Using the information:
(1) List the data layers that the GIS project notes say were used to construct the school site maps.
(2) Reproduce the part of the GIS project notes starting at "These maps were" and ending at "study their sites.".

Text shown:
----

RHESSys: a GIS-based, hydro-ecological modeling framework designed to simulate carbon, water, and nutrient fluxes.  http://fiesta.bren.ucsb.edu/~rhessys/

Baltimore Ecosystem Study (Mark Kather):

Western School of Technology and Environmental Science Baltimore County Public Schools Land Stewardship Project:
On February 2, 2012, sophomores and juniors in the environmental technology magnet program at the Western School of Technology and Environmental Science (WSTES), teamed up to create a land stewardship plan for public school sites in Baltimore County. Teams selected individual schools based on the criterion that it is involved in pursuing Maryland “Green School” status. Students focused in on 5 elementary and 5 middle school sites.

A letter of introduction was prepared by each team and emailed to the green school contact person at the corresponding school. Base maps showing existing topography, roads and parking lots, buildings, streams, and vegetation were prepared and students visited their school and conducted a site analysis. Students then collaborated, they brain stormed, and they researched environmental best management practices that may be appropriate for school sites. They targeted the following strategies: no-mow areas, wooded area reforestation, rain gardens, environmental theme areas, erosion remediation, landscape enhancement, nature trails, and building shade buffers. Reflecting their school’s site analysis, teams began to evolve their land stewardship plans. Unfortunately, due to the short time duration of this project, input from school representatives was not taken into account. However, in April teams will forward their land stewardship plans to their school and follow up opportunities can then be pursued. The schools will also be able to utilize the students’ work with other materials necessary for the “Green School” application process.

These maps were compiled using ArcGIS 9.3 software. The GIS data was supplied by the Baltimore County Office of Information Technology in connection with the BCPS project on improving GIS education. Data layers used to construct the maps include topography, hydrology, roads, buildings, vegetation, tax parcel, and aerial imagery. Students also used Google Earth as an additional aid to study their sites.

Jornada Basin (Ken Ramsey):

The Jornada has several GIS projects currently under development to support site and network integration efforts, including the LTER NIS and EcoTrends project. All long-term research datasets are being processed to relate research data tables to linked GIS features (research sites) within the enterprise geodatabase. This process includes adding identifier, key, and x,y coordinate columns to the comma-separated value data files delivered by the Jornada data catalog, geoportal, and the LTER Data Portal.

----

Dataset section:
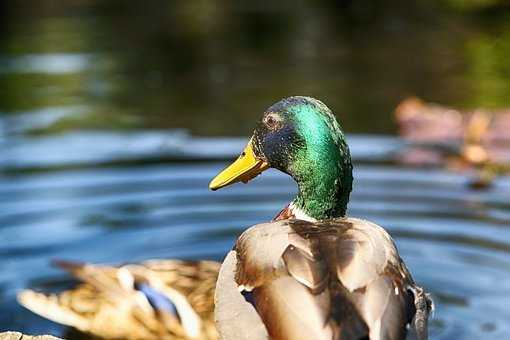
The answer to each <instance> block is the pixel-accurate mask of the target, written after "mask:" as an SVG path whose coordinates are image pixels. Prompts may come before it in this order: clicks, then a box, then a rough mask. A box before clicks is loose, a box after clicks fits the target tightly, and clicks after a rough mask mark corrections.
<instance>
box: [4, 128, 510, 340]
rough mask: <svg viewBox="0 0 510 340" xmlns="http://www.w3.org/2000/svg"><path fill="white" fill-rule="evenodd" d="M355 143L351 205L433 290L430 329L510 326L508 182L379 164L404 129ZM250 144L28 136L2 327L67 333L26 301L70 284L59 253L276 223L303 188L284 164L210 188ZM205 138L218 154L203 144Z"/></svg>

----

Answers to the problems:
(1) topography, hydrology, roads, buildings, vegetation, tax parcel, aerial imagery

(2)
These maps were compiled using ArcGIS 9.3 software. The GIS data was supplied by the Baltimore County Office of Information Technology in connection with the BCPS project on improving GIS education. Data layers used to construct the maps include topography, hydrology, roads, buildings, vegetation, tax parcel, and aerial imagery. Students also used Google Earth as an additional aid to study their sites.